Dataset items
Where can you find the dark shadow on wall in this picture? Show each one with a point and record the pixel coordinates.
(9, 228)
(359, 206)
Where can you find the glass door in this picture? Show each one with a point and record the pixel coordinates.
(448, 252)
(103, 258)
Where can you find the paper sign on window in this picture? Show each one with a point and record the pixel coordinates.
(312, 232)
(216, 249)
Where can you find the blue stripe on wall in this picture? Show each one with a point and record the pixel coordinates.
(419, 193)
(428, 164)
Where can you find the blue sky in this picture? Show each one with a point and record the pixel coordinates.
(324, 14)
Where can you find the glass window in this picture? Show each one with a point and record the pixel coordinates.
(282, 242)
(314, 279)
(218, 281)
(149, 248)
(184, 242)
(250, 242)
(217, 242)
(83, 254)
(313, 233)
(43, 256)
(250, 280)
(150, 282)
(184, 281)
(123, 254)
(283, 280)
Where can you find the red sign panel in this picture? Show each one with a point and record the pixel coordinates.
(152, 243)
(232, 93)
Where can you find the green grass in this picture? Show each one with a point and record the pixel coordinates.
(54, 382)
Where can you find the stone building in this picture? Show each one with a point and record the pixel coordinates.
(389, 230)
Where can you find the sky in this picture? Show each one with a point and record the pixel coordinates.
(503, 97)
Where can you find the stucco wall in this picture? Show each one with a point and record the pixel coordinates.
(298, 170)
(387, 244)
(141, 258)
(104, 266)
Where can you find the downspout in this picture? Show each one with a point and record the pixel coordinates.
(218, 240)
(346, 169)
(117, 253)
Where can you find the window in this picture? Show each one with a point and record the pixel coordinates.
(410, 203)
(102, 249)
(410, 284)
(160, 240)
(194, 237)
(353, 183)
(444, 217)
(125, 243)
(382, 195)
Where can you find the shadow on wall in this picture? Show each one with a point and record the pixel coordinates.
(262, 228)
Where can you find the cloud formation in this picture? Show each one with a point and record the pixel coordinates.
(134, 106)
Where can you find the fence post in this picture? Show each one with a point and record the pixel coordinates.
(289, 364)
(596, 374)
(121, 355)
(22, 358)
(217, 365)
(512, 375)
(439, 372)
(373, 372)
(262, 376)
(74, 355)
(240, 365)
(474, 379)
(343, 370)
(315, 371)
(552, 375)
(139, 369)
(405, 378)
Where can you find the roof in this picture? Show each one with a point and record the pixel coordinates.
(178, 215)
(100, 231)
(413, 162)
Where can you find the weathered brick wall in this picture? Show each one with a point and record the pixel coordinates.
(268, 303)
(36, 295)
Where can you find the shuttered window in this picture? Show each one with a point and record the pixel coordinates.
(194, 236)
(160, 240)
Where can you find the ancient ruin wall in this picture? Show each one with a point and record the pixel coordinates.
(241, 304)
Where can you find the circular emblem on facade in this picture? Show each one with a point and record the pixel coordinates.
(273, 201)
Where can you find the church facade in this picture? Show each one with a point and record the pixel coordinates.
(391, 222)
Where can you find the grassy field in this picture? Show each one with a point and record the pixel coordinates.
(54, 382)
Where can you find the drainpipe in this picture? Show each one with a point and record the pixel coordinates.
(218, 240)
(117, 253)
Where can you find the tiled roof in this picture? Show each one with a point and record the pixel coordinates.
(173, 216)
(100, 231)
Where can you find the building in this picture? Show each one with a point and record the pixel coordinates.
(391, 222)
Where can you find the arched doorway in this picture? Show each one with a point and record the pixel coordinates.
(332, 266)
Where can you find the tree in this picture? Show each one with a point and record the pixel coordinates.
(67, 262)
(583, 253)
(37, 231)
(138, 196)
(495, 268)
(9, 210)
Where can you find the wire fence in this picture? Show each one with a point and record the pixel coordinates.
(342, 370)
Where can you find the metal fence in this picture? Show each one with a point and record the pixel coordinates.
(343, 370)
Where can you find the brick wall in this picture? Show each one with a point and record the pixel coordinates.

- WHAT YOU SHOULD DO
Exactly as written above, copy out all the records.

- THE ANSWER
Where can you find the dark shadow on wall in this picture? Show each one with a point and record the pixel coordinates.
(9, 228)
(359, 206)
Where can you find the glass door in this picture? Show each one with a point and record the pixel coordinates.
(448, 252)
(103, 258)
Where can you find the paper sign on window in this picture? Show each one with a point and record the pixel coordinates.
(312, 232)
(216, 249)
Where can you find the blue stripe on wall in this picture? Show each one with a point and record the pixel coordinates.
(419, 193)
(428, 164)
Where can you find the blue sky in this picture? Show each one with a point and record the pixel coordinates.
(324, 14)
Where can you find the glass window in this picture? Show each one with a point and record the pixel coordinates.
(282, 242)
(314, 279)
(218, 281)
(149, 248)
(184, 242)
(250, 242)
(217, 242)
(83, 254)
(313, 233)
(43, 256)
(250, 280)
(150, 282)
(184, 281)
(123, 254)
(283, 280)
Where can you find the red sign panel in this picture? Show each one with a point and record the pixel coordinates.
(152, 243)
(232, 93)
Where can you find the green grass in this picture? Show each one with a point and record the pixel coordinates.
(54, 382)
Where can you find the stone building in this picture? Show each one with a point and record the pixel coordinates.
(389, 230)
Where can you find the sky in this picture? Show each one with a point and record the pixel coordinates.
(503, 97)
Where can you find the stucco wall in this picture? Show each one with a point and record the pixel coordinates.
(298, 170)
(387, 244)
(141, 258)
(104, 266)
Where can you find the downspout in this picture? Show each one with a point and record the pixel coordinates.
(218, 240)
(346, 169)
(117, 253)
Where can you find the window in this picture? Show each one with a point and record the pixel coordinates.
(410, 203)
(102, 249)
(410, 284)
(160, 240)
(194, 237)
(353, 183)
(444, 217)
(125, 243)
(382, 195)
Where can you find the shadow on wall in this picture? Show each one with a point and record the pixel coordinates.
(262, 228)
Where can you find the cloud formation in this picture? Show each one with a point and record the pixel coordinates.
(134, 106)
Where can you find the fence post in this picture? Show each one with a point and record the pixel coordinates.
(289, 364)
(596, 374)
(121, 355)
(22, 358)
(217, 365)
(512, 375)
(439, 372)
(373, 372)
(262, 376)
(74, 355)
(240, 365)
(474, 379)
(343, 370)
(315, 371)
(552, 375)
(139, 369)
(405, 378)
Where can you find the roof in this picture? Show each one with a point and record the pixel coordinates.
(178, 215)
(100, 231)
(413, 162)
Where can you find the weathered brick wall in this picture? Show each one with a point and record the pixel coordinates.
(268, 303)
(36, 295)
Where can you find the shuttered window in this picture? Show each one with a point and record the pixel coordinates.
(194, 236)
(160, 240)
Where can you find the ancient ruin wall in this picture? Show each one with a point and record the pixel coordinates.
(241, 304)
Where can you find the circular emblem on facade in this picture? Show each one with a point and record the pixel coordinates.
(273, 201)
Where can you find the church facade in this picture? Show each one with a point and record the pixel coordinates.
(391, 222)
Where can you find the grassy field in this picture? Show each one with a point and record the pixel coordinates.
(54, 382)
Where can you find the drainpipe in this picture? Show each one with a point and record the pixel coordinates.
(218, 240)
(117, 253)
Where can you find the tiled roof in this picture? Show each one with a point and record the pixel coordinates.
(173, 216)
(100, 231)
Where can you find the building in this picture? Show each one with a point and record the pixel coordinates.
(391, 222)
Where can you find the arched doorway in this picture? Show each one with a point and record the pixel coordinates.
(332, 266)
Where can you find the tree in this picture? Show each one with a point and record the pixel coordinates.
(67, 262)
(583, 253)
(37, 231)
(138, 196)
(495, 268)
(9, 210)
Where can you find the wire fence in this picture? Show each one with a point and record the pixel coordinates.
(342, 370)
Where can you find the metal fence in this picture? Show each one with a point and record the pixel coordinates.
(343, 370)
Where can you find the brick wall in this picture? Show each one with a point and record the pixel coordinates.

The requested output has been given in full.